> READING TEXT:
Text analysis from social network sites has helped researchers to understand the research problems and provide suggestions in various areas including product sales (Chong et al., 2016), predicting election results (Rill et al., 2014), comprehending public sentiments in a sensitive situation like disasters (Bai et al., 2016), etc. Similarly, the MOOC-related public sentiments can be mined to understand the opinion of the crowd as MOOC users actively use social media (Delgado-Kloos and Munoz-Organero, 2014; Kravvaris et al., 2016). Twitter can be used as a competitive intelligence source to discover the customers' sentiments about a brand and its competitors in real-time (Jansen et al., 2009). The high speed (140 characters), open community, and asymmetric nature of Twitter allows the tweets to be visible by a wider user base and makes it easier to capture the dynamics of interaction among users, unlike other available social communities. Since MOOC users actively use Twitter to share the topics, question-answers, etc., their sentiments can be captured, and the public opinions regarding MOOCs can be mined.

> REQUIREMENTS:
(a) In the passage on Twitter and MOOC opinions, what can Twitter be used to discover in real time as a competitive intelligence source?
(b) Using the passage on Twitter and MOOC opinions, explain why public opinions about MOOCs can be mined from Twitter.
(c) Extend the passage on Twitter and MOOC opinions, picking up after its last sentence.

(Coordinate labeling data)
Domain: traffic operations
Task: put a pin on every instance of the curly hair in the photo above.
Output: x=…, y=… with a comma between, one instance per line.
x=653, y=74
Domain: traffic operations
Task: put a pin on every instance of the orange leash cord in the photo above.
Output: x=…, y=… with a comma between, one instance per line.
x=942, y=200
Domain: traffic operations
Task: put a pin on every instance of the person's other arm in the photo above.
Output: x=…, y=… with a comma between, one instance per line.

> SET OF ANSWERS:
(a) Customers' sentiments about a brand and its competitors.

(b) MOOC users actively use Twitter to share topics, question-answers, and similar content, so their sentiments can be captured. Twitter's high speed, open community, and asymmetric nature also make tweets visible to a wider user base and make it easier to capture how users interact.

(c)
Many researchers (Chen, 2014; Enriquez-Gibson, 2014; Shen and Kuo, 2015; Rui et al., 2013; Wen et al., 2014; Xia, 2014) have performed text mining on MOOCs from social media data, but they are mostly based on generic MOOC-related keywords or one-or-two MOOC providers. There is little research from the perspective of both MOOC users and providers such as, how MOOC users perceive and engage in social media and how MOOC providers keep their users engaged. The present study aims at seven major MOOC providers namely, Codecademy, Coursera, edX, Khan Academy, Skillshare, Futurelearn, Udacity, and examines (1) the temporal trends, i.e., daily, weekly, and monthly trends of MOOC providers’ related data from Twitter, (2) Association rule mining of tweets to find interesting patterns, (3) Sentiment mining of tweets and categorizing them into positive and negative opinions, (4) Influencer analysis, and (5) Engagement analysis from the provider side.
This paper is structured as follows: Section 2 presents the literature review; Section 3 gives the details of the research framework. Section 4 presents results obtained followed by the discussion in Section 5. Lastly, Section 6 presents the conclusion of the study, limitations and future scope of research.